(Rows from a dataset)
★ ★ ★ ★

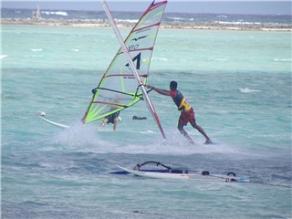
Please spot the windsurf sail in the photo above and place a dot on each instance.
(118, 88)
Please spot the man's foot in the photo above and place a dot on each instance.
(208, 141)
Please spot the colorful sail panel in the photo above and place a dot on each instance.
(118, 88)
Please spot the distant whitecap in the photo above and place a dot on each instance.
(37, 49)
(160, 59)
(282, 60)
(248, 90)
(59, 13)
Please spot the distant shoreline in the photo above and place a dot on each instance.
(164, 25)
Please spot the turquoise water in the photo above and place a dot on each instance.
(239, 84)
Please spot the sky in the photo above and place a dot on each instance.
(184, 6)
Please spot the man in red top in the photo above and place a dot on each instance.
(187, 112)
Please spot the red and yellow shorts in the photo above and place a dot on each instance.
(186, 116)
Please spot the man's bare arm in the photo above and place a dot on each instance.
(160, 91)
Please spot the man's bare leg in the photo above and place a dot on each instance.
(184, 133)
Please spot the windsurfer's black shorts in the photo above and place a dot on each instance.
(186, 116)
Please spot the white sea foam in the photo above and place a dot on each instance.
(37, 49)
(59, 13)
(247, 90)
(2, 56)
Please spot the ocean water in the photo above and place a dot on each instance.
(239, 84)
(170, 17)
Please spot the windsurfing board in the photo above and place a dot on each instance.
(190, 176)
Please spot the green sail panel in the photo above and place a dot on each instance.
(118, 88)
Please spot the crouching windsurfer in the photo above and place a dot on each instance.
(187, 112)
(113, 118)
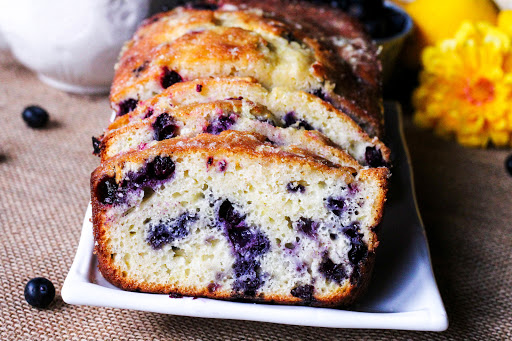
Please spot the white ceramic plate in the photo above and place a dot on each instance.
(402, 294)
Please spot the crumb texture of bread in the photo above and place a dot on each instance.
(244, 159)
(230, 216)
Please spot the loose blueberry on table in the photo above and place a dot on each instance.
(508, 164)
(35, 116)
(39, 292)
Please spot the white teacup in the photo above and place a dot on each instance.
(71, 45)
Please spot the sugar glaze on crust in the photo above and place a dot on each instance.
(284, 104)
(169, 48)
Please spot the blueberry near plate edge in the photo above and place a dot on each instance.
(35, 116)
(39, 292)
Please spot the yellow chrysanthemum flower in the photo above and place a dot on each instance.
(466, 87)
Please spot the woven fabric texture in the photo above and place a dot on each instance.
(465, 197)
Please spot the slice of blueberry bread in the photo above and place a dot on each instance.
(232, 216)
(185, 44)
(296, 109)
(214, 118)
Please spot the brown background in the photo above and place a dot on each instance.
(465, 197)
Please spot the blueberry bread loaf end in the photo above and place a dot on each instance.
(231, 216)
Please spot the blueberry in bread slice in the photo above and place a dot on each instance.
(232, 216)
(186, 44)
(291, 108)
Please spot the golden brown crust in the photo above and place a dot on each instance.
(234, 51)
(242, 145)
(214, 89)
(199, 115)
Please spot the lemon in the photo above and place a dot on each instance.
(436, 20)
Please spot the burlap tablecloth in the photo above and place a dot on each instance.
(465, 197)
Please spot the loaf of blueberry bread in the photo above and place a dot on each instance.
(289, 108)
(235, 216)
(186, 44)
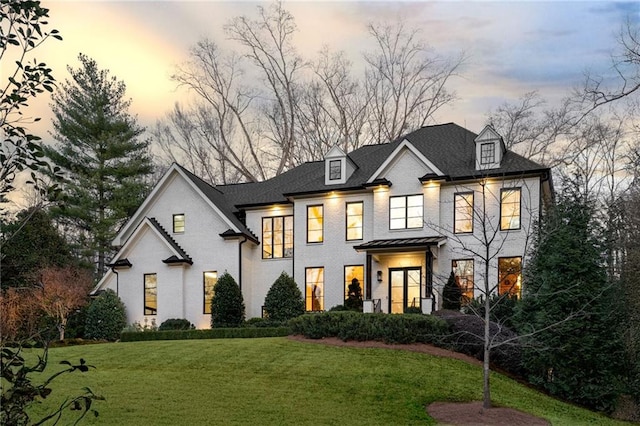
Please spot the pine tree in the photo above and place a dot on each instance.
(568, 309)
(102, 155)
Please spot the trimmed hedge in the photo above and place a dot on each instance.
(407, 328)
(215, 333)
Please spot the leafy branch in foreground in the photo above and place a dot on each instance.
(19, 393)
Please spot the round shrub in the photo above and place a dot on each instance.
(284, 299)
(106, 317)
(176, 324)
(227, 304)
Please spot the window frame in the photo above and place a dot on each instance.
(321, 230)
(145, 288)
(406, 212)
(347, 216)
(308, 300)
(332, 169)
(206, 305)
(455, 211)
(501, 277)
(519, 191)
(273, 237)
(175, 219)
(485, 158)
(465, 289)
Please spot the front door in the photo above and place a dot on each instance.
(404, 289)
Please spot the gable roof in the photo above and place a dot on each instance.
(449, 148)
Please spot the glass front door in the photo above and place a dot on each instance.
(404, 289)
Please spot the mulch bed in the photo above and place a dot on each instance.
(449, 413)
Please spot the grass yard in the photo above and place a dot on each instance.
(276, 381)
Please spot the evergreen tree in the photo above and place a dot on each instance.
(354, 296)
(284, 299)
(452, 294)
(102, 155)
(29, 243)
(227, 304)
(569, 310)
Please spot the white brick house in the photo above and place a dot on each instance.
(398, 216)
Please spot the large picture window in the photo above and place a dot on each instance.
(510, 209)
(150, 294)
(209, 281)
(510, 275)
(315, 224)
(463, 213)
(353, 272)
(463, 272)
(314, 284)
(277, 237)
(178, 223)
(405, 212)
(354, 220)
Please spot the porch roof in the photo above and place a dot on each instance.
(400, 244)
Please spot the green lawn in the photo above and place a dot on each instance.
(275, 381)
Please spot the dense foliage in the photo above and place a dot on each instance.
(227, 304)
(176, 324)
(284, 299)
(452, 294)
(104, 160)
(106, 317)
(575, 351)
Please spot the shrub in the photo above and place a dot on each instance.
(176, 324)
(105, 317)
(227, 304)
(452, 294)
(284, 299)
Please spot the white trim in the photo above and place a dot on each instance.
(408, 145)
(136, 218)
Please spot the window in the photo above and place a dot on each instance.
(510, 275)
(405, 212)
(510, 209)
(314, 279)
(277, 237)
(487, 153)
(463, 213)
(354, 221)
(335, 170)
(178, 223)
(463, 271)
(209, 281)
(315, 224)
(150, 294)
(353, 272)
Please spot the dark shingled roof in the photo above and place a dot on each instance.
(449, 147)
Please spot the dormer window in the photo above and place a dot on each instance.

★ ★ ★ ★

Without the pictures, print the whole listing exactly as given.

Answer to this task:
Please spot the windsurf sail in the photo above and place a dot on each instance.
(118, 88)
Please spot the man's foot in the photo above and place a dot on each instance.
(208, 141)
Please spot the colorful sail panel in the photo above and place a dot on each instance.
(118, 88)
Please spot the distant whitecap in the photo above and place a dot on each instance.
(37, 49)
(160, 59)
(282, 60)
(248, 90)
(59, 13)
Please spot the distant shoreline in the photo above and place a dot on each instance.
(164, 25)
Please spot the turquoise water in the photo above and place a dot on each instance.
(239, 84)
Please spot the sky in the photo above and place a dot on each instance.
(184, 6)
Please spot the man in red top in the photo above and place a dot on each instance.
(187, 112)
Please spot the red and yellow shorts in the photo above and place a dot on each instance.
(186, 116)
Please spot the man's bare arm in the photo above and place a dot on each instance.
(160, 91)
Please spot the man's bare leg in the photo above and place a dot on each instance.
(184, 133)
Please spot the windsurfer's black shorts in the photo above and place a dot on each instance.
(186, 116)
Please spot the white sea foam in the photo above and place a dot on each instance.
(37, 49)
(59, 13)
(247, 90)
(2, 56)
Please spot the ocean water in the photo above and place a dot on each instance.
(239, 84)
(170, 17)
Please spot the windsurfing board in the photo above and place a dot on each instance.
(190, 176)
Please spot the green sail panel in the photo above and place a dot on each instance.
(118, 88)
Please spot the crouching windsurfer in the photo above and place a dot on each instance.
(187, 112)
(113, 118)
Please spot the white ceramic plate in the photo above and place a dot on each instance.
(402, 294)
Please spot the crumb texture of bread in the photo above and place a dot on each instance.
(244, 159)
(230, 216)
Please spot the loose blueberry on table in the photo above and place a dot on each instance.
(508, 164)
(35, 116)
(39, 292)
Please spot the white teacup in the photo above and place a dot on each instance.
(71, 45)
Please spot the sugar glaze on crust in the photo above and place a dot on each instance.
(284, 104)
(169, 48)
Please spot the blueberry near plate edge in the photo above and place a dot on each instance.
(35, 116)
(39, 292)
Please spot the yellow chrysanthemum flower in the photo above and place a dot on each instance.
(466, 87)
Please spot the woven fabric texture in the photo above and place a dot on each instance.
(465, 197)
Please spot the slice of blueberry bread in the photo above and place a dot on each instance.
(232, 216)
(185, 44)
(296, 109)
(214, 118)
Please spot the brown background in the photo above and place a dot on each instance.
(465, 197)
Please spot the blueberry bread loaf end in the photo above and place a dot on each instance.
(231, 216)
Please spot the blueberry in bread slice in the photo above and place a dot on each instance.
(232, 216)
(186, 44)
(291, 108)
Please spot the golden brown crust in the photo above and place a dot on each instance.
(234, 51)
(242, 145)
(214, 89)
(199, 115)
Please spot the lemon in the photo above and place a dot on each instance.
(436, 20)
Please spot the burlap tablecloth in the photo above and place a dot on each instance.
(465, 197)
Please spot the loaf of blueberry bread in the photo above and place a dot on each instance.
(289, 108)
(235, 216)
(186, 44)
Please spot the pine tree in the photo above and place a dot on each instance.
(568, 309)
(102, 155)
Please spot the trimmed hedge in the photo above and place a dot on each instance.
(407, 328)
(215, 333)
Please spot the leafy branch in foreground in the photo above and place a dot on each instance.
(19, 393)
Please spot the round shrub in the photo above and place a dot on each instance.
(284, 299)
(106, 317)
(176, 324)
(227, 304)
Please spot the window frame in the photo above and place a dot on each instance.
(321, 230)
(145, 288)
(406, 212)
(347, 216)
(308, 300)
(332, 169)
(206, 305)
(455, 211)
(501, 277)
(519, 191)
(273, 237)
(175, 219)
(485, 158)
(465, 289)
Please spot the front door in the photo above and place a dot on each instance.
(404, 289)
Please spot the gable roof in the photo above and place a dot on each instance.
(449, 148)
Please spot the glass front door in the photo above and place a dot on each instance.
(404, 289)
Please spot the mulch bed in the photo above and place a dot on each instance.
(449, 413)
Please spot the grass yard in the photo above and place a dot on each instance.
(276, 381)
Please spot the evergreen tree in the photo above and place a dot on each instance.
(354, 296)
(284, 299)
(452, 294)
(102, 155)
(29, 243)
(227, 304)
(569, 310)
Please spot the white brick house in the photo above and place a dot on each instance.
(398, 216)
Please spot the large picture window in the photo above and place a dot on each instance.
(510, 209)
(150, 294)
(209, 281)
(510, 275)
(315, 224)
(463, 213)
(353, 272)
(463, 272)
(314, 284)
(277, 237)
(178, 223)
(405, 212)
(354, 220)
Please spot the porch roof in the photo above and place a dot on each instance.
(400, 244)
Please spot the green lawn in the photo above and place a dot on each instance.
(275, 381)
Please spot the dense foliage in the photo above and place a dot on each instance.
(227, 304)
(176, 324)
(284, 299)
(452, 294)
(104, 160)
(106, 317)
(575, 351)
Please spot the shrub in the photo above and place a dot on each instance.
(176, 324)
(105, 317)
(227, 304)
(452, 294)
(284, 299)
Please spot the white trim in the photo above and place a dot on each instance.
(408, 145)
(136, 218)
Please spot the window in the photo above and place a dot on each instance.
(510, 275)
(405, 212)
(510, 209)
(314, 279)
(277, 237)
(487, 153)
(463, 213)
(354, 221)
(335, 170)
(178, 223)
(463, 271)
(209, 281)
(315, 224)
(150, 294)
(353, 272)
Please spot the dark shingled roof in the photo above and place a dot on each instance.
(449, 147)
Please spot the dormer window in the photo above and place a dot on each instance.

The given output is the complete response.